Information provided START

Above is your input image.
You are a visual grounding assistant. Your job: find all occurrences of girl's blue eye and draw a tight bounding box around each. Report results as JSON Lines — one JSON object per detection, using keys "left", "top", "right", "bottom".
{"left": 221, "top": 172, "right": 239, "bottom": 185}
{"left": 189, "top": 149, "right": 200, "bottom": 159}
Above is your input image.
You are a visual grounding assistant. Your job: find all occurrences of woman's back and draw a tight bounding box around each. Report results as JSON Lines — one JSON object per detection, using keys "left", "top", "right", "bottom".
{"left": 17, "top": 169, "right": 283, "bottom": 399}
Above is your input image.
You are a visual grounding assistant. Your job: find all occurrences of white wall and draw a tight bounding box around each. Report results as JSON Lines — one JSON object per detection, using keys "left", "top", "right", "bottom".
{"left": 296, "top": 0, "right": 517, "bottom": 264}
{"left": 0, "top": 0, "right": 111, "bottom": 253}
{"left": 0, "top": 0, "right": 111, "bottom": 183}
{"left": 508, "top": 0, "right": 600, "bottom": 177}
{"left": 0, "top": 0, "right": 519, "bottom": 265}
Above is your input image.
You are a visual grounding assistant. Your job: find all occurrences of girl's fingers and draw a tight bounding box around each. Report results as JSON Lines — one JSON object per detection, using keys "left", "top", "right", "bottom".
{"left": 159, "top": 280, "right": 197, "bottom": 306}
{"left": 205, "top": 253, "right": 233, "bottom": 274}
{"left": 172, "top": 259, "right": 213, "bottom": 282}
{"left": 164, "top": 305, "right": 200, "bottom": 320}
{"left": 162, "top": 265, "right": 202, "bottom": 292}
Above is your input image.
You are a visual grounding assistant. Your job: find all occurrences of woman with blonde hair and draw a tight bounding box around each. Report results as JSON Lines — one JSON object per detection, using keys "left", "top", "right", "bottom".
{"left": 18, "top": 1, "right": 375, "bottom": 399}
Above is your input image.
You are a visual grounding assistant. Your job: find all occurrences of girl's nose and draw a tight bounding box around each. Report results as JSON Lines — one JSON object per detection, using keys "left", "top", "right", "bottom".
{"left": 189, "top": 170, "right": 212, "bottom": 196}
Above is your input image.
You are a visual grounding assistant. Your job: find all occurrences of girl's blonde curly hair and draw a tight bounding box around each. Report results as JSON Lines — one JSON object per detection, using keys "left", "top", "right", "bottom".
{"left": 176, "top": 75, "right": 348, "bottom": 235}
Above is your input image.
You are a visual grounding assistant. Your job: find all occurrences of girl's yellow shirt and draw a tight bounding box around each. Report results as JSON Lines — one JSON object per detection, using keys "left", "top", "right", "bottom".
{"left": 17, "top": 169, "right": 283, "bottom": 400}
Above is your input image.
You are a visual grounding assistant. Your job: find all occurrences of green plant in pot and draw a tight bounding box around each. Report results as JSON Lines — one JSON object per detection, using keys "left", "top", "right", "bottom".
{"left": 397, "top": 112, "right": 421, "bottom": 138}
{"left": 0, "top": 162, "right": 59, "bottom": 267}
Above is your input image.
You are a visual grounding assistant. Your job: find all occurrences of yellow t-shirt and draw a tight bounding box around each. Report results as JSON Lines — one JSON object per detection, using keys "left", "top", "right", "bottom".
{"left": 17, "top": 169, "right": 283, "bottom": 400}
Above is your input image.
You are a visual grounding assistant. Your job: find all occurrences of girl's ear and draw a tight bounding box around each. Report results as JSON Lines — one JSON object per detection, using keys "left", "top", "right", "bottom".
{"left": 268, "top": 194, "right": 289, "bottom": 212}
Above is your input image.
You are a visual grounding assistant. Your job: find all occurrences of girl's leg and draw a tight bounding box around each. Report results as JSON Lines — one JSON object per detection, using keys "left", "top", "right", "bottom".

Information provided END

» **Task goal**
Output the data in full, please, exactly as written.

» **Response to this task**
Above is your input image.
You are a visual grounding assistant. Your job: find all occurrences of girl's blue eye and draw a tight bounding box around each. Report results as JSON Lines — one JSON object per detection, using keys "left", "top", "right", "bottom".
{"left": 221, "top": 172, "right": 239, "bottom": 185}
{"left": 189, "top": 149, "right": 200, "bottom": 159}
Above is your input image.
You are a visual grounding assistant. Your job: find all occurrences of woman's back and draw a tight bounding box around each. Report results as JSON Lines — one JSON object per detection, using keys "left", "top", "right", "bottom".
{"left": 17, "top": 169, "right": 283, "bottom": 399}
Above is your input image.
You are a visual grounding assistant. Your job: find all occurrences of white wall and draw a tight bounding box around each. Report results as JSON Lines — one JSON object per detection, using keys "left", "top", "right", "bottom".
{"left": 296, "top": 0, "right": 517, "bottom": 264}
{"left": 0, "top": 0, "right": 111, "bottom": 253}
{"left": 0, "top": 0, "right": 111, "bottom": 183}
{"left": 508, "top": 0, "right": 600, "bottom": 177}
{"left": 0, "top": 0, "right": 519, "bottom": 265}
Above is your input image.
You are a visual grounding assistant. Your job: find all occurrences of girl's fingers and draw a tight bounding box around each. Report results as JSON Lines — one JSON object per detection, using keys "left", "top", "right", "bottom".
{"left": 159, "top": 280, "right": 197, "bottom": 306}
{"left": 205, "top": 253, "right": 233, "bottom": 274}
{"left": 172, "top": 259, "right": 213, "bottom": 282}
{"left": 164, "top": 305, "right": 200, "bottom": 320}
{"left": 162, "top": 265, "right": 202, "bottom": 292}
Above is your input image.
You are a visual grounding assistant. Your job: find all occurrences of woman with blonde hair and draw a tight bounding box around each. Report results as JSON Lines — one JSON object per detection, using keys "left", "top", "right", "bottom".
{"left": 18, "top": 1, "right": 375, "bottom": 399}
Above is your input image.
You are a visual grounding assistant. Your job: find all occurrences of girl's nose and draw a tight bounding box around each. Report results as JSON Lines — one JSON object per detection, using keys "left", "top", "right", "bottom".
{"left": 189, "top": 170, "right": 212, "bottom": 196}
Above is your input image.
You are a visual grounding assistant. Your job: find all occurrences of girl's blonde curly hair and draw a tight bounding box around each. Report results as JSON Lines — one JSON object per detection, using keys "left", "top", "right", "bottom".
{"left": 176, "top": 75, "right": 348, "bottom": 235}
Above is your input image.
You are a visual grounding assistant. Your job: find all occurrences of girl's yellow shirt and draw a tight bounding box around each. Report results as JSON Lines — one JSON object per detection, using keys "left", "top", "right", "bottom".
{"left": 17, "top": 169, "right": 283, "bottom": 400}
Above is your input image.
You are a visual grounding assistant. Your job: find all occurrences of green plant in pot and draw a tight bounding box around each. Report results as JSON Lines — one JSON object per detection, using keys "left", "top", "right", "bottom".
{"left": 397, "top": 112, "right": 421, "bottom": 138}
{"left": 0, "top": 162, "right": 59, "bottom": 267}
Above is your input image.
You are a visual grounding assistant. Your job: find all occurrences of yellow t-shirt and draw a tight bounding box around each. Report results as JSON Lines — one JSON object per detection, using keys "left", "top", "right", "bottom".
{"left": 17, "top": 169, "right": 283, "bottom": 400}
Above is your input image.
You are a visual grounding assistant. Your job: find all occurrences of girl's ear and draw a tight bounding box around each. Report results as JSON Lines — one JSON object per detection, using keys "left", "top", "right", "bottom".
{"left": 268, "top": 194, "right": 289, "bottom": 212}
Above is your input image.
You are a visual grounding assistant. Your job: find all occurrences of girl's leg and draw a tight bounding box around each. Report results as JSON Lines — one JSON object per detection, using keys "left", "top", "right", "bottom".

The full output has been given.